*** Data under study ***

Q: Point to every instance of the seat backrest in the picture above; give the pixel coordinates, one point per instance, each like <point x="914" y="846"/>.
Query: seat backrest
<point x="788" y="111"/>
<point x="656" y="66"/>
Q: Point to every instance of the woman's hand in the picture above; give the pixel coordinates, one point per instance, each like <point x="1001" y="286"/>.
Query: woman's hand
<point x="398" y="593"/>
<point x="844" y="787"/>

*** End of Data under study ***
*** Data under study ***

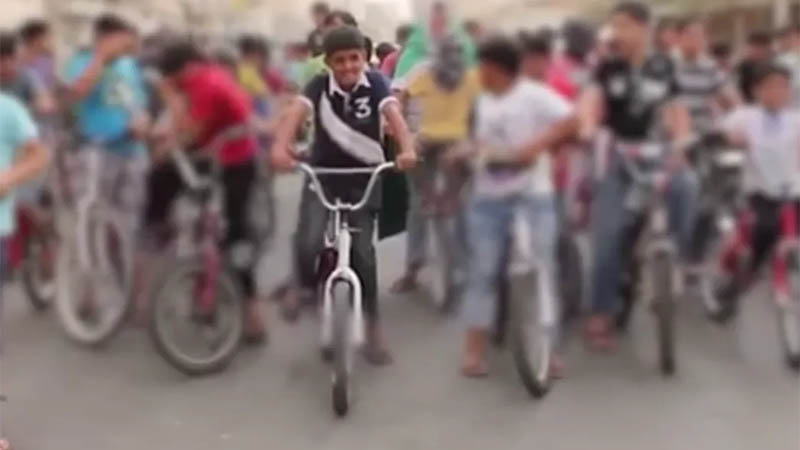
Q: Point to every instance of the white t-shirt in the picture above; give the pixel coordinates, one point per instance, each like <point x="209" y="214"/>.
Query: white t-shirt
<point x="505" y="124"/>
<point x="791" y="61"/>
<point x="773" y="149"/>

*** End of Data under study ***

* [What the task requires]:
Above are the records. Print exactly, and only, the lines from the line with "Q: Point to every instance of the seat" to the line with "Q: Point to every instance of the woman's", both inclusive.

* [Answer to this task]:
Q: Point to every instance of the seat backrest in the picture above; give the pixel coordinates, one point per instance, each like <point x="914" y="846"/>.
Query: seat backrest
<point x="788" y="111"/>
<point x="656" y="66"/>
Q: Point to every instance of the woman's hand in the picture above; give the pixel coordinates, one point per instance, each like <point x="1001" y="286"/>.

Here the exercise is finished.